= Given records =
- - -

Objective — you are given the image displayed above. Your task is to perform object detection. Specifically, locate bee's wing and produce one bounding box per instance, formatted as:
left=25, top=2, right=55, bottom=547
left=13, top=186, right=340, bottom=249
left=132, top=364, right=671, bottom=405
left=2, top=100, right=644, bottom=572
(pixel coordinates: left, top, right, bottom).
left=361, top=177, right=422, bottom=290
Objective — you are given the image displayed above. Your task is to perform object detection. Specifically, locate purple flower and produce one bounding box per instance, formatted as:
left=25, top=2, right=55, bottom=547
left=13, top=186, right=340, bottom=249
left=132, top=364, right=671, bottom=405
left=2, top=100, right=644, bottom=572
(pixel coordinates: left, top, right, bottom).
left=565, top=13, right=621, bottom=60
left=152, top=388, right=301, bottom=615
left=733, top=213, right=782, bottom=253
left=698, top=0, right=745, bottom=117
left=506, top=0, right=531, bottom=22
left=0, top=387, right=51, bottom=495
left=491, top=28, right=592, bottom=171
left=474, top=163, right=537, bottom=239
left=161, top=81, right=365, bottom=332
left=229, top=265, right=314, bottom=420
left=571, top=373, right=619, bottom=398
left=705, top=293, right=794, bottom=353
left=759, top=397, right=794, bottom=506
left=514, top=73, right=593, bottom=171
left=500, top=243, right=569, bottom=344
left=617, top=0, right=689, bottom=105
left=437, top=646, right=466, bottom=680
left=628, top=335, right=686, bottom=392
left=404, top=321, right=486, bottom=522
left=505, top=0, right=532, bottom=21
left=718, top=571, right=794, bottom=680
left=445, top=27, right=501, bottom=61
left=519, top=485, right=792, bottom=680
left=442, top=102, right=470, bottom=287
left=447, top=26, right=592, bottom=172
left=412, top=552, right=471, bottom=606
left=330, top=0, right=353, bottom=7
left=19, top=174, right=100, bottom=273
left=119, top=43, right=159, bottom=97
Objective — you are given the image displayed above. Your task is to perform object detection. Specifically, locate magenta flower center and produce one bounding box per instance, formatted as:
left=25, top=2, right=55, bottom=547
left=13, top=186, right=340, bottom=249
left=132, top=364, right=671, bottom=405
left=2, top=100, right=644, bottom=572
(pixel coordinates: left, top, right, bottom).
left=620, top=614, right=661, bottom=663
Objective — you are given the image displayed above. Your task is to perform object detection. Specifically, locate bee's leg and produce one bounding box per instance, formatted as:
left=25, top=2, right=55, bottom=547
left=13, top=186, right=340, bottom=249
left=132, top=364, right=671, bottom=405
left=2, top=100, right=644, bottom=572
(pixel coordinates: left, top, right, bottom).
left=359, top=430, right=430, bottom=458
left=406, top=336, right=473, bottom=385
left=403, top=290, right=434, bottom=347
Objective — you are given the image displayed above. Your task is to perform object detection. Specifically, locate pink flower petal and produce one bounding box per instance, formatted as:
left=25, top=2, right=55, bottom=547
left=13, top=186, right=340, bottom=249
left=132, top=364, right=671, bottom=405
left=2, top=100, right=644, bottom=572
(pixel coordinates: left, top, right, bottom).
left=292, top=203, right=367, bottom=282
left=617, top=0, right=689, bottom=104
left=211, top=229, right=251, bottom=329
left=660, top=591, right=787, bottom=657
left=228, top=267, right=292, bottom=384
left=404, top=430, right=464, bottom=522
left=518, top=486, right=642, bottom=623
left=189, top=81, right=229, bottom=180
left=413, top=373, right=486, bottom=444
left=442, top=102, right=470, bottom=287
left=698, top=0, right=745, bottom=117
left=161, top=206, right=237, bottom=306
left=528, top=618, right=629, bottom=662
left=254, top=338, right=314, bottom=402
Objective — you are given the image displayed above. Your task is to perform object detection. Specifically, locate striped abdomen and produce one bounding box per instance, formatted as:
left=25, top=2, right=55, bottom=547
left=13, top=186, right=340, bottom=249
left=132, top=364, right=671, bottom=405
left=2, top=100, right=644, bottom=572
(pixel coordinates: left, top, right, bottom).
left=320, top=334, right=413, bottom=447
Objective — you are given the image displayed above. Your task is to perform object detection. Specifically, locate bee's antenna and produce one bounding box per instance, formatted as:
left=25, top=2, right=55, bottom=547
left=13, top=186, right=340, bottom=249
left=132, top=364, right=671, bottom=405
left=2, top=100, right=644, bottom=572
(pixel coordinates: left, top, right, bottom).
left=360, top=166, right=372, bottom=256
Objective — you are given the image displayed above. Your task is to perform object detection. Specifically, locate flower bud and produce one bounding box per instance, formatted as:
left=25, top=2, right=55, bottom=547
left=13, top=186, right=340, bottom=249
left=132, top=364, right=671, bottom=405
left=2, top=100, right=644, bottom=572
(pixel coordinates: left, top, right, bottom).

- - -

= What needs to be done =
All of the entries should be transcribed exactly as they appear.

= Task solution =
Objective — you are given the image displayed above. Your task is to perform object detection. Specifically, locate bee's wing and produce one bounding box per instance, formatted as:
left=25, top=2, right=55, bottom=547
left=13, top=186, right=340, bottom=249
left=132, top=364, right=671, bottom=405
left=2, top=100, right=644, bottom=572
(pixel coordinates: left, top, right, bottom).
left=361, top=177, right=422, bottom=290
Objective — you are given the image displayed above. Your task is to perform object detection. Specifically, locate purple flower and produce one bounding box per instance, formatted as:
left=25, top=2, right=55, bottom=547
left=13, top=186, right=340, bottom=249
left=132, top=364, right=671, bottom=405
left=2, top=100, right=644, bottom=572
(pixel coordinates: left, top, right, bottom).
left=565, top=13, right=621, bottom=60
left=152, top=388, right=301, bottom=615
left=733, top=213, right=782, bottom=253
left=698, top=0, right=745, bottom=117
left=506, top=0, right=531, bottom=22
left=0, top=387, right=51, bottom=495
left=491, top=28, right=592, bottom=171
left=474, top=163, right=537, bottom=239
left=161, top=81, right=365, bottom=332
left=229, top=265, right=314, bottom=420
left=571, top=373, right=619, bottom=398
left=705, top=293, right=794, bottom=353
left=759, top=397, right=794, bottom=506
left=514, top=73, right=593, bottom=171
left=500, top=243, right=569, bottom=344
left=617, top=0, right=689, bottom=105
left=437, top=646, right=466, bottom=680
left=628, top=335, right=686, bottom=392
left=404, top=321, right=486, bottom=522
left=505, top=0, right=532, bottom=21
left=718, top=571, right=794, bottom=680
left=445, top=27, right=501, bottom=61
left=519, top=485, right=792, bottom=680
left=442, top=102, right=470, bottom=287
left=447, top=26, right=592, bottom=172
left=412, top=552, right=471, bottom=606
left=330, top=0, right=353, bottom=7
left=19, top=174, right=100, bottom=273
left=119, top=43, right=159, bottom=97
Objective — you are given the image displayed above. Your task is to perform object detection. Specifically, locate magenta flower center and produce one bounding box per instance, formatted as:
left=25, top=2, right=55, bottom=547
left=13, top=186, right=340, bottom=249
left=132, top=364, right=671, bottom=405
left=2, top=100, right=644, bottom=572
(pixel coordinates: left, top, right, bottom).
left=620, top=614, right=661, bottom=663
Objective — you are given the image displayed above. Your task is to perform object detection. Specifically, locate bee's leg and produce one bounding box per instance, formatted as:
left=25, top=2, right=55, bottom=547
left=13, top=186, right=340, bottom=249
left=132, top=364, right=671, bottom=405
left=2, top=100, right=644, bottom=572
(pixel coordinates: left, top, right, bottom).
left=359, top=430, right=430, bottom=458
left=406, top=336, right=473, bottom=385
left=403, top=290, right=434, bottom=347
Objective — you are given the image displayed above. Your task is to perform object detection. Specifically, locate pink flower petal and produce one bounding box per instance, formatted as:
left=25, top=2, right=55, bottom=547
left=13, top=186, right=340, bottom=249
left=132, top=364, right=671, bottom=405
left=2, top=100, right=644, bottom=572
(pixel coordinates: left, top, right, bottom).
left=292, top=203, right=367, bottom=282
left=617, top=0, right=689, bottom=104
left=211, top=229, right=251, bottom=329
left=660, top=591, right=787, bottom=657
left=228, top=267, right=292, bottom=384
left=404, top=430, right=464, bottom=522
left=518, top=486, right=642, bottom=623
left=189, top=81, right=229, bottom=180
left=413, top=373, right=486, bottom=444
left=442, top=102, right=470, bottom=287
left=698, top=0, right=745, bottom=117
left=161, top=206, right=237, bottom=306
left=528, top=618, right=629, bottom=662
left=254, top=338, right=314, bottom=402
Objective — you are given the image displayed above. Your task is to perform object detection. Specifically, locate striped abdomen and produce one bounding box per instance, formatted as:
left=25, top=2, right=55, bottom=547
left=13, top=186, right=340, bottom=249
left=132, top=364, right=671, bottom=405
left=2, top=100, right=644, bottom=572
(pixel coordinates: left, top, right, bottom).
left=320, top=334, right=413, bottom=447
Objective — you are given the image displayed above. Your task is to perform object detection. Specifically, locate bee's antenna and produce one bounding box per instance, formatted as:
left=25, top=2, right=55, bottom=547
left=13, top=186, right=340, bottom=249
left=132, top=364, right=671, bottom=405
left=2, top=100, right=644, bottom=572
(pixel coordinates: left, top, right, bottom).
left=360, top=166, right=372, bottom=256
Objective — you are given the image displayed above. Your task is to perform object detection. Specifically, locate flower bud and produce one bounding box per instance, formatted as:
left=25, top=2, right=55, bottom=547
left=13, top=186, right=340, bottom=249
left=132, top=364, right=671, bottom=405
left=2, top=100, right=644, bottom=572
(pixel coordinates: left, top, right, bottom).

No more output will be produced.